§ PROBLEM TO SOLVE
Transcribe the listing word for word.

————

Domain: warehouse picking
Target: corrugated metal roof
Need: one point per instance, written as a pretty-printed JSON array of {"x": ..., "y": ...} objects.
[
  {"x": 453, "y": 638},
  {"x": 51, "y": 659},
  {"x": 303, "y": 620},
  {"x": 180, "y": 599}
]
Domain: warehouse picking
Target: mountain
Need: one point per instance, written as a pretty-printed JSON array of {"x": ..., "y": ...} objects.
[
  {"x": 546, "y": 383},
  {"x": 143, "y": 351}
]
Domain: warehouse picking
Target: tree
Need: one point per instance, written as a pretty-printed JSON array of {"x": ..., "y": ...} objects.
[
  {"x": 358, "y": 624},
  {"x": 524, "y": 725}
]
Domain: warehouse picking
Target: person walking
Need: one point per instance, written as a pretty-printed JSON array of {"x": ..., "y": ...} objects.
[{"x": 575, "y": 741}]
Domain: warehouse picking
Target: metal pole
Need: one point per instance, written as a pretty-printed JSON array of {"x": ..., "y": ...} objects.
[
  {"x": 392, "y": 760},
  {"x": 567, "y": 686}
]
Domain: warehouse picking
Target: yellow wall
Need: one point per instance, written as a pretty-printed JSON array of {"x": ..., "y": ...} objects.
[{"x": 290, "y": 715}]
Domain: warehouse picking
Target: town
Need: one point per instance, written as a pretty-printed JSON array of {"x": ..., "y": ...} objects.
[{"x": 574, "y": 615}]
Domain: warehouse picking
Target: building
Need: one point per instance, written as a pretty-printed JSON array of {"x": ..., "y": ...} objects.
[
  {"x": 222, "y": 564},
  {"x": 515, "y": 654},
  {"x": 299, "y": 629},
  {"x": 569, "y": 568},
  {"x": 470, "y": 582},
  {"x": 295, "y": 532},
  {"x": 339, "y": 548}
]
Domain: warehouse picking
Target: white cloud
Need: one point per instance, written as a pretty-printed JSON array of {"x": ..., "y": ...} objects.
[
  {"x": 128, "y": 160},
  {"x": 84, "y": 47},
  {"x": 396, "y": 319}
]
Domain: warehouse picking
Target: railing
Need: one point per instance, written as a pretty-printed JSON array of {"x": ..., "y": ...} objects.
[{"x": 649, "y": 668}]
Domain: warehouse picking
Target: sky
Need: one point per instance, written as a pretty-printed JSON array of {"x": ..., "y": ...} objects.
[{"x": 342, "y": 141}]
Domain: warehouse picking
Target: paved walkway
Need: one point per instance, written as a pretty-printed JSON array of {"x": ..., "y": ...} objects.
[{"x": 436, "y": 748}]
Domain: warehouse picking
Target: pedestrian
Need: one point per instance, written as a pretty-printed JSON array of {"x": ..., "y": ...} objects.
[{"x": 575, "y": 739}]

————

§ EXERCISE OUTPUT
Domain: warehouse picking
Target: corrugated metal roof
Need: one point per instance, written as a pretty-printed JSON array of {"x": ..., "y": ...} objects.
[
  {"x": 453, "y": 638},
  {"x": 51, "y": 659},
  {"x": 303, "y": 620},
  {"x": 180, "y": 599}
]
Domain: warehouse picking
Target: mountain
Need: one point per instance, written as a pretty-printed JSON array of {"x": ..., "y": ...} objects.
[
  {"x": 546, "y": 383},
  {"x": 143, "y": 351}
]
Domain: warehouse picking
Target: tree
Need: one point per instance, written as a pretty-printed JSON array of {"x": ..., "y": ...} objects.
[
  {"x": 358, "y": 624},
  {"x": 524, "y": 725}
]
Domain: warehouse picking
Target: person walking
Need: one point per instance, written as a pretty-printed JSON array of {"x": ..., "y": ...} objects.
[{"x": 575, "y": 741}]
Domain: warehouse picking
Target: metal pole
Need: one point per instance, written as a pretty-printed JSON array of {"x": ..., "y": ...} objects.
[
  {"x": 392, "y": 760},
  {"x": 567, "y": 686}
]
Domain: warehouse picking
Target: yellow wall
Need: one point per instance, written as a pretty-printed JSON array of {"x": ..., "y": ...} objects.
[{"x": 290, "y": 715}]
Domain: warehouse picking
Target: town
Need: one point per instance, written as a pretty-printed JSON array of {"x": ..., "y": ...} objects.
[{"x": 574, "y": 615}]
Domain: warehouse picking
Target: building
Need: one point per instance, written as a pretty-printed JSON array of {"x": ..., "y": ...} objects.
[
  {"x": 222, "y": 564},
  {"x": 515, "y": 654},
  {"x": 299, "y": 629},
  {"x": 569, "y": 568},
  {"x": 470, "y": 582},
  {"x": 295, "y": 532},
  {"x": 339, "y": 548}
]
Domain: warehouse picking
Target: white cloud
Need: one point per instance, written as a pretty-printed JSON array of {"x": ..., "y": ...} objects.
[
  {"x": 128, "y": 160},
  {"x": 84, "y": 47},
  {"x": 396, "y": 319}
]
Domain: warehouse picking
Target: railing
Need: one point per instance, written as a pretty-printed JSON array of {"x": ..., "y": ...} objects.
[{"x": 649, "y": 668}]
Domain: warehouse picking
Target: sky
Need: one point per instance, written as a pretty-printed JSON array of {"x": ..., "y": ...} objects.
[{"x": 342, "y": 141}]
Domain: warehouse picking
Target: paved walkway
Need: one point per instance, written as a pretty-printed JSON array of {"x": ..., "y": ...} objects.
[{"x": 436, "y": 748}]
Domain: warehouse picking
Target: pedestrian
Need: one point per instance, written as a pretty-printed JSON array of {"x": ..., "y": ...} objects.
[{"x": 575, "y": 739}]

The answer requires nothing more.